• EXERCISE GOAL:
Which regularization techniques does the deep learning course description name?

• DOCUMENT EXCERPT:
——

Deep Learning

A comprehensive exploration of neural networks, covering foundational architectures like MLPs and advanced models including CNNs, RNNs, and Transformers.

This course provides a deep dive into the historical evolution and modern application of neural networks. We begin with the mathematical foundations of the McCulloch Pitts Neuron and Perceptrons, progressing into the representation power of Multi-Layer Perceptrons and the mechanics of Backpropagation. The curriculum covers a wide array of optimization strategies, including modern variants like Adam and NAdam, alongside regularization techniques such as Dropout and Batch Normalization. Students will gain expertise in state-of-the-art architectures, from Convolutional Neural Networks (ResNet, Inception) to sequence-based models like LSTMs and the transformative Attention mechanism.

——

• RECORDS SUPPLIED:
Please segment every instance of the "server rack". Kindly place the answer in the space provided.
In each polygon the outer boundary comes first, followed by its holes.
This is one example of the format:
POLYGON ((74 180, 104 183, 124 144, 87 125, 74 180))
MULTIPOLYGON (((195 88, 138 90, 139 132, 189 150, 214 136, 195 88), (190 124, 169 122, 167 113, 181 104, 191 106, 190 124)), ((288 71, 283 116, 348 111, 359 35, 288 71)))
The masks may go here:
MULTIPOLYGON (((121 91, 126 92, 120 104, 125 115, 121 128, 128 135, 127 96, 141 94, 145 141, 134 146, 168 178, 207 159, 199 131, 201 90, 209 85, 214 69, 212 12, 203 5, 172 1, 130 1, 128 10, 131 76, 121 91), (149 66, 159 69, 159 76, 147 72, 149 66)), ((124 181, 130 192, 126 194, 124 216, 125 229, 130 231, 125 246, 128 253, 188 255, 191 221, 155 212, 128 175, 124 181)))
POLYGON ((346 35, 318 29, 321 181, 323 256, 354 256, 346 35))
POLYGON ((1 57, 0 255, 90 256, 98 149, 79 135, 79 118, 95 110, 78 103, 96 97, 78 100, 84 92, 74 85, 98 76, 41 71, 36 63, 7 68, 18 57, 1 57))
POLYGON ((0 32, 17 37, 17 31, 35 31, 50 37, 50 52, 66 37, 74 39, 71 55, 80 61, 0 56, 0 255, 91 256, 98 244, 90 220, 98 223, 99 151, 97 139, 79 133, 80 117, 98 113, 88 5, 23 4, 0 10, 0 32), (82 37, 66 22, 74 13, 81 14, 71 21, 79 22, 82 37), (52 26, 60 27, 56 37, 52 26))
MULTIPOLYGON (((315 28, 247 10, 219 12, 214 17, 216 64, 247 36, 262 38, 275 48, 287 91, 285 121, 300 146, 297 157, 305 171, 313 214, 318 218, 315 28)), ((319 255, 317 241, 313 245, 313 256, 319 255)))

——

• SOLUTION:
Dropout and Batch Normalization.